■ **Exercise**
Answer these questions using the text on Python libraries and API enrichment:
1. According to the text, when should csv be used instead of pandas?
2. Which method of the requests library parses JSON automatically?
3. What value does enrich_domain give for "name" when the response status code is not 200?

■ **Exercise text**
Use csv when you're processing rows one at a time (like enrichment, where each row triggers an API call). Use pandas when you need to filter, sort, group, or analyze the whole dataset at once.

5. json -- Parse API responses (built-in)

Also built-in. Most APIs return JSON. Python handles it natively, and the requests library parses it automatically with .json(). But you'll sometimes need to read or write JSON files directly.

import json

# Read a JSON file
with open("config.json") as f:
    config = json.load(f)

# Write a JSON file
with open("results.json", "w") as f:
    json.dump(results, f, indent=2)

That's the core five. requests, pandas, python-dotenv, csv, json. Everything else is situational.

Pattern 1: API Enrichment

This is the script you'll write first and use most. It takes a list of domains (or emails, or company names), calls an enrichment API for each one, and outputs the enriched data.

import requests
import csv
import os
import time
from dotenv import load_dotenv

load_dotenv()

API_KEY = os.getenv("APOLLO_API_KEY")

def enrich_domain(domain):
    """Call Apollo to get company data for a single domain."""
    resp = requests.get(
        "https://api.apollo.io/api/v1/organizations/enrich",
        params={"api_key": API_KEY, "domain": domain},
        timeout=10
    )
    if resp.status_code == 200:
        org = resp.json().get("organization", {})
        return {
            "domain": domain,
            "name": org.get("name", ""),
            "employees": org.get("estimated_num_employees", ""),
            "industry": org.get("industry", ""),
            "revenue": org.get("annual_revenue_printed", ""),
        }
    return {"domain": domain, "name": "NOT_FOUND",
            "employees": "", "industry": "", "revenue": ""}

# Read input, enrich, write output
with open("domains.csv") as f:
    domains = [row["domain"] for row in csv.DictReader(f)]

results = []
for i, domain in enumerate(domains):
    print(f"  [{i+1}/{len(domains)}] {domain}")
    results.append(enrich_domain(domain))

■ **Entries shown**
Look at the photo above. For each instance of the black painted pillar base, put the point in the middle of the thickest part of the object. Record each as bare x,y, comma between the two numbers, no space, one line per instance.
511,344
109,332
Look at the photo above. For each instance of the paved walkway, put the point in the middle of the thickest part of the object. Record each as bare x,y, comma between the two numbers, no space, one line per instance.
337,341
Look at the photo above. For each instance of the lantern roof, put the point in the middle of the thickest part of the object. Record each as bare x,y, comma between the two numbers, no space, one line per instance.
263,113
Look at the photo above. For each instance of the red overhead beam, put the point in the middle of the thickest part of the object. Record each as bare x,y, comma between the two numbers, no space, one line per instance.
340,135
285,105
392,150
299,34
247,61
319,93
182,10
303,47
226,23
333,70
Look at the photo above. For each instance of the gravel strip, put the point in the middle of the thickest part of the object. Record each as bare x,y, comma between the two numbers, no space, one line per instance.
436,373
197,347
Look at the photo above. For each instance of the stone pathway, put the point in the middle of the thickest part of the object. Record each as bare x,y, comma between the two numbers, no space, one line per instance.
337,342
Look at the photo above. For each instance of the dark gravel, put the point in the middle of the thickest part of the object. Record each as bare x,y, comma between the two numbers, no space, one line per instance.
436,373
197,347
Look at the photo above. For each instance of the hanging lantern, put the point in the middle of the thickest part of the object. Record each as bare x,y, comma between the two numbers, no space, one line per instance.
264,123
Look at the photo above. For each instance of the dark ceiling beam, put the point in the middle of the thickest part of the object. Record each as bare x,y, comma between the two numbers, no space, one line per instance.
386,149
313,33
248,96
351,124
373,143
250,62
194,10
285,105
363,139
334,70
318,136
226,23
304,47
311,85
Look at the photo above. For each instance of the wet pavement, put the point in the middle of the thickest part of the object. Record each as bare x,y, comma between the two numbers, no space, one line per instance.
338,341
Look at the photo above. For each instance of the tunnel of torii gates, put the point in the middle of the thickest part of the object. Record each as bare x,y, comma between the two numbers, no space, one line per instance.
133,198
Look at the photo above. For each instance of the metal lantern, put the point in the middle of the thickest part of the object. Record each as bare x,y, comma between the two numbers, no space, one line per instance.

■ **Solution to this exercise**
1. When processing rows one at a time, such as enrichment where each row triggers an API call.
2. .json()
3. "NOT_FOUND"